Task description:
Rewrite every line of the items below, requests included, and scale each point coordinate in the answers by 2.6, rounding to the nearest whole number with halves rounded up. Leave the numbers in the requests, including their format samples, unchanged.
— begin Exercise material —
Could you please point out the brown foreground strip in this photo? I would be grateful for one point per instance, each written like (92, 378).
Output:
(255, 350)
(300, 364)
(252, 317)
— end Exercise material —
Solved exercise:
Could you please point out the brown foreground strip in this photo? I would be grateful for one point per instance, each written like (92, 378).
Output:
(663, 910)
(780, 946)
(655, 824)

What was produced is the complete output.